Region pointing data:
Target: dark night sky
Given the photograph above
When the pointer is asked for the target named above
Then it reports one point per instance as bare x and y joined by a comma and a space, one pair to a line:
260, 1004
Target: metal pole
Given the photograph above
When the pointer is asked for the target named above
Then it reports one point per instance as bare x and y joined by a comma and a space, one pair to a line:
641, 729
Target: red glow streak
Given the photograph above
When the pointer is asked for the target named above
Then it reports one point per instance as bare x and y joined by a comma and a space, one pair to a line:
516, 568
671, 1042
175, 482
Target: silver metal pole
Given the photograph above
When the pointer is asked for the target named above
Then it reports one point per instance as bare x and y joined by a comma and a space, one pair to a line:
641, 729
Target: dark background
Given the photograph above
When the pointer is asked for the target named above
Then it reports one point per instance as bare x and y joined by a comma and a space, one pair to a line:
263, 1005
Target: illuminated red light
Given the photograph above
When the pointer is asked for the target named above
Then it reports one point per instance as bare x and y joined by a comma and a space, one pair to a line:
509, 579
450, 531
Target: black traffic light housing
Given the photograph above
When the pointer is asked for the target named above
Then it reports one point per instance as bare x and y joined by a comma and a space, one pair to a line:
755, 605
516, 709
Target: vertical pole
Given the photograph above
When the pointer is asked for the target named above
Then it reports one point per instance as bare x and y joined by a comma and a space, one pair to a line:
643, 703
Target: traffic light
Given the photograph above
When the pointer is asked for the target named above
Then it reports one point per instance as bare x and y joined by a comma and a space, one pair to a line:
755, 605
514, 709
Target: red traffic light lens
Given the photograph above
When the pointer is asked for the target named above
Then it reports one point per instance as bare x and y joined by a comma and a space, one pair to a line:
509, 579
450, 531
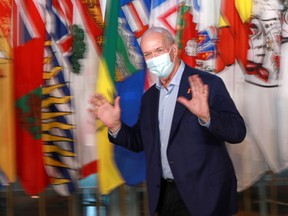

What you have to do:
The records above are to be copied exactly, with no pictures carried over.

Answer to the exercise:
Target: dark night sky
Given the photograph above
When the pointer is asked for the target named above
Then it reports one point per instance as bare x and y joined by a comma and a space, one pair to a line:
260, 1004
Target: metal pole
Given the photograph above
When the pointer is asked for the target named above
Then it reports one point per instance as bare x and y joined by a comma and a space, one pair to a line:
641, 729
Target: red glow streak
Given the photograph above
When the pointer is asked for the target named above
Then it reports one point per instance as bare x and y joined by a comma and a space, one pair to a line:
516, 568
671, 1042
175, 482
Target: silver metal pole
Given the photograph above
When the pointer is asked for the target named above
Then it reports one point per instance as bare x and y joined by a comma and a space, one pair to a line:
641, 729
Target: dark background
Given the photograph above
When the pointer is asked for the target named above
Then it reports one point per instance as bare x and y joined by a comma and a space, one pair to a line:
263, 1005
Target: illuminated red light
Given the photograph above
When the pointer is asked for the target named above
Then it reports one point per instance as bare x and y joined by a comma and a space, one pair to a line:
509, 579
450, 531
Target: black traffic light housing
Given the photograph above
When the pointer is asked for the target named above
Then it reports one point per instance as bare x and y joined by a comma and a space, one pair to a line:
755, 605
516, 709
Target: vertical pole
Given the photograph above
When the pointer is asked for the target named above
Then it reports one point per instance as bare x and y joined by a comma and a space, one pair to a line:
643, 703
Target: traffic light
Given the photograph above
When the pointer is asked for the target named above
Then it reports one point per instance as bare x and y joined by a comma and a space, one pair to a line:
755, 605
514, 709
Target: red traffic light lens
Given the photograph above
When the pointer is asked for the target named above
Then it reports one point per instance as bare x and y joined by a comma and a space, one pair to a line:
509, 579
450, 531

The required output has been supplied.